§ **Your objective**:
From the Yangon University passage below, pull out the stretch that begins at the words "After a semester" and stops after "Myanmar's democratic transition.", copying it word for word.

§ **Selected passage**:
#####
CHRISTOPHE ARCHAMBAULT via Getty Images
Former US President Barack Obama speaks at a Young Southeast Asian Leaders Initiative (YSEALI) town hall meeting at Yangon University's Diamond Jubilee Hall in Yangon on November 14, 2014.

Brick buildings are like political structures: though their facade may crack and chip away, their foundations are long-lasting. Whilst the swift swing of a wrecking ball may knock them down with ease, building something lasting in its place takes painstaking work.

After a semester living and studying at Yangon University, the weathered facade of the city's most famous colonial-era institution has become an apt symbol for the unprecedented change and challenges of Myanmar's democratic transition.

As a scholar under the Australian government's New Colombo Plan, I've been able to witness this political transition first hand, learning in the heart of a campus that has sat at the centre of political debate and revolution for almost a century.

The epicentre of major strikes against British rule in 1920, '36 and '38, the university famously housed independence leader Aung San, and was the site of major protests bookending the military regime of General Ne Win.

Following the death of at least 300 student protestors in 1988, the military regime banned undergraduate students altogether, leaving the campus isolated from the city in a manner that mirrored the country's broader isolation from the international community.

Sparked by a series of liberalising reforms in 2011 by then-President Thein Sein, Myanmar has since undergone a rapid political transformation into a multi-party democracy, with an emphasis on increasing international engagement and capacity building. Throughout this time, the university has maintained its outsized symbolic presence.

In 2012 President Obama made a landmark speech in the university's Convocation Hall, calling for greater openness to the outside world. The following year a group of teenagers were invited back to the same hall, as the first undergraduate class in 25 years.

Yangon University is reemerging as a place of political and cultural change.
#####
§ **Records shown**:
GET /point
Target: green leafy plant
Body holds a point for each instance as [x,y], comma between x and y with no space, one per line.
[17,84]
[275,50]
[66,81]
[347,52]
#####
§ **Result**:
After a semester living and studying at Yangon University, the weathered facade of the city's most famous colonial-era institution has become an apt symbol for the unprecedented change and challenges of Myanmar's democratic transition.